The University of Puerto Rico: Dust off that beret
diamondbackonline.com | Mar 1st 2011 11:03 PM
Two weeks ago, I re-leased my apartment in South Campus Commons Building 5.
Rent had gone up $23.
I was a little upset.
Some months ago, students at the University of Puerto Rico were required to
pay an extra $800, increasing their university costs by more than 50
percent.
They were really upset.
In a series of protests over the last year, students of that behemoth,
11-campus institution rallied against administrative indifference, budget
cuts and police brutality. According to a Feb. 17 piece in The New York
Times, several of the university's programs, including Hispanic studies,
have been put "on pause."
Graphic instances of violence against students have been aired on networks
such as Univision and can be found on YouTube. Rep. Luis Gutierrez (D-Ill.),
citing an editorial by The Puerto Rico Daily Sun, said the actions of riot
police against students were a "gross violation of their rights and an act
comparable only to the acts of dictatorships we all denounce and reject"
(and also fund and help put in power, but that's another story).
With the attack against ethnic studies courses in Arizona, a resolution in
the U.S. House of Representatives that would deny children of undocumented
immigrants birthright citizenship, continued racial profiling, exclusion
from institutions of higher education and civil rights violations on
campuses all over Puerto Rico, Latinos/as are standing on shaky ground.
Historically, Latino/a groups have been "a class apart," too dark to
assimilate into the American mainstream and generally too white to face the
same oppression as black people in the United States. Our histories have
been either overlooked or put to the side in a painfully negligent manner.

▸ GIVEN EXERCISE
Rewrite the passage of the Puerto Rico column between "The University of Puerto Rico: Dust" and "gone up $23.", inclusive, with "apartment" changed to "dorm room".

▸ STORED RECORDS
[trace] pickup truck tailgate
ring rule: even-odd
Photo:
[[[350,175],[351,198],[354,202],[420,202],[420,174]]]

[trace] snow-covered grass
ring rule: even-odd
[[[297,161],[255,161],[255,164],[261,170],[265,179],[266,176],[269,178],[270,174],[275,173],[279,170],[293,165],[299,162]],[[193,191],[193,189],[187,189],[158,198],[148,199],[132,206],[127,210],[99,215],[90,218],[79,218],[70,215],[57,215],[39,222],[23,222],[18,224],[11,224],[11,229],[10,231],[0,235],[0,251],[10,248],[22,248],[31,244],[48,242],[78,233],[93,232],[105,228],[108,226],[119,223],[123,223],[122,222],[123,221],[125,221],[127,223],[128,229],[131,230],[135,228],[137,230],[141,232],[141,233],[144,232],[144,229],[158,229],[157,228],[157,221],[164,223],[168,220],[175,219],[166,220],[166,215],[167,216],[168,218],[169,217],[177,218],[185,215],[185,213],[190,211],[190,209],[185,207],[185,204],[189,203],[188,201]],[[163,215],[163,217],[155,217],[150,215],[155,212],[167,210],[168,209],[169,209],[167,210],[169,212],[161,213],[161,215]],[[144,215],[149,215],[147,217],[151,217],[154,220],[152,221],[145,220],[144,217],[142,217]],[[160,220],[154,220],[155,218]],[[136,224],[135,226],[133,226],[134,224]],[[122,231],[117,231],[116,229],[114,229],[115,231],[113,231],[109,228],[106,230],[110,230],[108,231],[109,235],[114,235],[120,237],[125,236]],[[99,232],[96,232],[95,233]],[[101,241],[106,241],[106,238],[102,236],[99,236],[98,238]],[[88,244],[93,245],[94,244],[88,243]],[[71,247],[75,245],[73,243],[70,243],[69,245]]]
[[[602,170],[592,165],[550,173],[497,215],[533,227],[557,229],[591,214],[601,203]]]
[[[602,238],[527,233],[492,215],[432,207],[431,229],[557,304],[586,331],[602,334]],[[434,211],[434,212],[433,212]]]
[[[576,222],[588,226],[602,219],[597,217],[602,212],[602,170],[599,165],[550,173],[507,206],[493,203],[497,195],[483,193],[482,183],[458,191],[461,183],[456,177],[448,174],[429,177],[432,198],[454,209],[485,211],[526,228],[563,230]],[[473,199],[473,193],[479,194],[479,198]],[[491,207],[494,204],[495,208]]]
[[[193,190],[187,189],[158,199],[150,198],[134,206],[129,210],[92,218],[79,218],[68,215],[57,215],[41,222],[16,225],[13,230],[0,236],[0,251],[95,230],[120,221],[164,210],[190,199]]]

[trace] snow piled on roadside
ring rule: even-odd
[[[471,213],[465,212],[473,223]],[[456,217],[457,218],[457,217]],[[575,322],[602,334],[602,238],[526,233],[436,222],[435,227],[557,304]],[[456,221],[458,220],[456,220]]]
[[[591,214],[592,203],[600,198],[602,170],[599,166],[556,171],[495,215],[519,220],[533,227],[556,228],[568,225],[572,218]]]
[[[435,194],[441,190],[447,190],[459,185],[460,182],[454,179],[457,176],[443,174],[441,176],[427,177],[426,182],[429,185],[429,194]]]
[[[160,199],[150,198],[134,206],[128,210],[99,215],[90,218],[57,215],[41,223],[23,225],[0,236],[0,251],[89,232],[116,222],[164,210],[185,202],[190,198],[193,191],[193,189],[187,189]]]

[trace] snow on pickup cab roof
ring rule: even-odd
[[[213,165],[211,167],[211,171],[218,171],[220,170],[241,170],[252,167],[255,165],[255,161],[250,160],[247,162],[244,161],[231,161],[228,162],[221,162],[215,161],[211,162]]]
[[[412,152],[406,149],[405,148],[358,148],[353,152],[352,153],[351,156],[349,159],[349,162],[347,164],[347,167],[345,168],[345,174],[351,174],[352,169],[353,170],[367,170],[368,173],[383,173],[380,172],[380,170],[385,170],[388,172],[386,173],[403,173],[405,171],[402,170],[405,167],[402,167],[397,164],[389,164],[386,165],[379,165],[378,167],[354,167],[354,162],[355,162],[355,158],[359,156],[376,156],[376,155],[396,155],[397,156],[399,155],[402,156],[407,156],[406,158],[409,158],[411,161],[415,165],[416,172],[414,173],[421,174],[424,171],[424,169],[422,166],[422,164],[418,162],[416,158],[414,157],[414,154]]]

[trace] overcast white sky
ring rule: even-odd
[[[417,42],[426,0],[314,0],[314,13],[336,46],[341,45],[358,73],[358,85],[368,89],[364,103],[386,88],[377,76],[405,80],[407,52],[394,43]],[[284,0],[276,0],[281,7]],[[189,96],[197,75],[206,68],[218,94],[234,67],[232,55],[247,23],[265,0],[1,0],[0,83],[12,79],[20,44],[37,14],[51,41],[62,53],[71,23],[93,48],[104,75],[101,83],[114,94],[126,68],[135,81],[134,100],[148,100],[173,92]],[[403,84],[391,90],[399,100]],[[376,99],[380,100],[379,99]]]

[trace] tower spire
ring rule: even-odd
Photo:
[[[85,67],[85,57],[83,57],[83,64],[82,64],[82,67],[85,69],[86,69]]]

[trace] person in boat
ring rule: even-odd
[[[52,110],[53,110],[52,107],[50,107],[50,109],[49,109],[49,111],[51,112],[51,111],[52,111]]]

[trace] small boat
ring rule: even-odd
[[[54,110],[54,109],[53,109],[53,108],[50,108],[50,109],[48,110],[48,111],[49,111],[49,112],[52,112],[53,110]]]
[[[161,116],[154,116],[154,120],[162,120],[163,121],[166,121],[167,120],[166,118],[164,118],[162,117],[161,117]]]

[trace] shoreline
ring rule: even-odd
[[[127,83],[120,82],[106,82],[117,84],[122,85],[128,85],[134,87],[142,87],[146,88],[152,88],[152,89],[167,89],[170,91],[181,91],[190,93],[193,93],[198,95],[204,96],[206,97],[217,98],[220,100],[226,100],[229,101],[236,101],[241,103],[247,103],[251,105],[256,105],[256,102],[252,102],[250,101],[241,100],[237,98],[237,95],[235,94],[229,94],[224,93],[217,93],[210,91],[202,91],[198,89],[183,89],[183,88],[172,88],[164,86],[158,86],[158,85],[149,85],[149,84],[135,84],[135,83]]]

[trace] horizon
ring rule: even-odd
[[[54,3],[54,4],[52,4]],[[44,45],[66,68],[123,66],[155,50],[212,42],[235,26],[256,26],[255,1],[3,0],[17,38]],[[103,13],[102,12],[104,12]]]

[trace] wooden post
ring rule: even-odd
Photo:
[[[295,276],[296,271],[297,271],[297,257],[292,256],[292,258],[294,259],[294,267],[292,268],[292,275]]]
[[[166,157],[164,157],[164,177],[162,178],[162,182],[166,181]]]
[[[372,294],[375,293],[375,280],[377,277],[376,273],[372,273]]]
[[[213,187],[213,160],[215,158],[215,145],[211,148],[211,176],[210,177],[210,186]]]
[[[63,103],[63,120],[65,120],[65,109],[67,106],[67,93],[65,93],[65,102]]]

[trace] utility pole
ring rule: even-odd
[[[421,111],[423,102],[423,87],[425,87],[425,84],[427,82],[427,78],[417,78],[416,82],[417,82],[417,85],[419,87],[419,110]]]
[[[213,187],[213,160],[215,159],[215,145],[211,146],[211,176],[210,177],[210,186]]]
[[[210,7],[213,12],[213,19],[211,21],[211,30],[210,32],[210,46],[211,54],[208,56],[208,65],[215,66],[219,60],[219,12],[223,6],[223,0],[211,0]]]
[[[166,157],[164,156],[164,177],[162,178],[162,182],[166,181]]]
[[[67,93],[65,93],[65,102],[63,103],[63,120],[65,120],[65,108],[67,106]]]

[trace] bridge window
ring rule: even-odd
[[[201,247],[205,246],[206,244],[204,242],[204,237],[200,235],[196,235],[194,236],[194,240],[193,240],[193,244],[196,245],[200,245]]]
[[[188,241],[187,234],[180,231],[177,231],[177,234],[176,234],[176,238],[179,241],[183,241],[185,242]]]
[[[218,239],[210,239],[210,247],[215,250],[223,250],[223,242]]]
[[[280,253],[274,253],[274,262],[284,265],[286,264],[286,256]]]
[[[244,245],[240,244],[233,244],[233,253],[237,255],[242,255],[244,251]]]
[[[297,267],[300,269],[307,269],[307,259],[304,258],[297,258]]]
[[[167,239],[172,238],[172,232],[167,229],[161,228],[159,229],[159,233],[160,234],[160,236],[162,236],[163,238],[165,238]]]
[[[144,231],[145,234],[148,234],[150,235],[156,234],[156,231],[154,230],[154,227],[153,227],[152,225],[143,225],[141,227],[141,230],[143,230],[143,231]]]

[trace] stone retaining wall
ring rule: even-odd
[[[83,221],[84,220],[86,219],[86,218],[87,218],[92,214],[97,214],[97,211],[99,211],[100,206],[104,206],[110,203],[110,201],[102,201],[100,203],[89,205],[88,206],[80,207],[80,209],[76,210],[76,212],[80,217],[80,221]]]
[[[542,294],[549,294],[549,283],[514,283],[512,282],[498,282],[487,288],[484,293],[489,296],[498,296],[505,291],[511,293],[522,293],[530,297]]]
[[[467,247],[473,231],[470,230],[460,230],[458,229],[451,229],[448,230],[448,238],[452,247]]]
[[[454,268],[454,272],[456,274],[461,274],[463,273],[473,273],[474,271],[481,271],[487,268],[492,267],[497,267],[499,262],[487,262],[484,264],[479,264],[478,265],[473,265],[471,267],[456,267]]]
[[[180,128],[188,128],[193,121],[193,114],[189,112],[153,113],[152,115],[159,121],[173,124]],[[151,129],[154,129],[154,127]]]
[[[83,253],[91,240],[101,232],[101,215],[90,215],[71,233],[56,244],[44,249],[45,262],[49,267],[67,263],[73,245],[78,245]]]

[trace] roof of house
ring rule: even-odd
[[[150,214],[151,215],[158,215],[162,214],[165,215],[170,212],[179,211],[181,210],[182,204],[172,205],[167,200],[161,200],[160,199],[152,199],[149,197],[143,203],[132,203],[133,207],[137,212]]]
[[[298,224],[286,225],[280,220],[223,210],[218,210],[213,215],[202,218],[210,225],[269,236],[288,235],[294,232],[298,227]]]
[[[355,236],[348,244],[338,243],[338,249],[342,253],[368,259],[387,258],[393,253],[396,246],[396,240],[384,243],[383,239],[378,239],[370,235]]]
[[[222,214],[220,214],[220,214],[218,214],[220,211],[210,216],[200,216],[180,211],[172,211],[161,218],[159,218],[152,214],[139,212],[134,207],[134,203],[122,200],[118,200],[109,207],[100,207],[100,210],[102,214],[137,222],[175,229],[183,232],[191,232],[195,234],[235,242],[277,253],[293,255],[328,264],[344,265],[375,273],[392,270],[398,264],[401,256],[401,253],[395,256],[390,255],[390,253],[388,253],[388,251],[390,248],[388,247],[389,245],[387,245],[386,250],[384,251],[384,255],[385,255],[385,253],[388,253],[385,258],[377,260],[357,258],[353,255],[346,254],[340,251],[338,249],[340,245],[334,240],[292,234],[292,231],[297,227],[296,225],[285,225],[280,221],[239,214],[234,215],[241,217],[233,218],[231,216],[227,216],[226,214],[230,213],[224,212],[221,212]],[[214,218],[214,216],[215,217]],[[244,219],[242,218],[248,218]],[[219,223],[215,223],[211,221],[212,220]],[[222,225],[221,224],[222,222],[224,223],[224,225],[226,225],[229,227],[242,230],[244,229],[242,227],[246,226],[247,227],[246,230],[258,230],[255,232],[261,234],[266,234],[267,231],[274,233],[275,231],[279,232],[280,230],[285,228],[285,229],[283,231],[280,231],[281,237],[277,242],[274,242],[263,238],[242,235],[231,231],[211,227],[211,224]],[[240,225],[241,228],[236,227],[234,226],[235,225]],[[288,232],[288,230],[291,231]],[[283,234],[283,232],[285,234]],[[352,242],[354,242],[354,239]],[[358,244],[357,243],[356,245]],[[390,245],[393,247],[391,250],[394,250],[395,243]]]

▸ TASK ANSWER
The University of Puerto Rico: Dust off that beret
diamondbackonline.com | Mar 1st 2011 11:03 PM
Two weeks ago, I re-leased my dorm room in South Campus Commons Building 5.
Rent had gone up $23.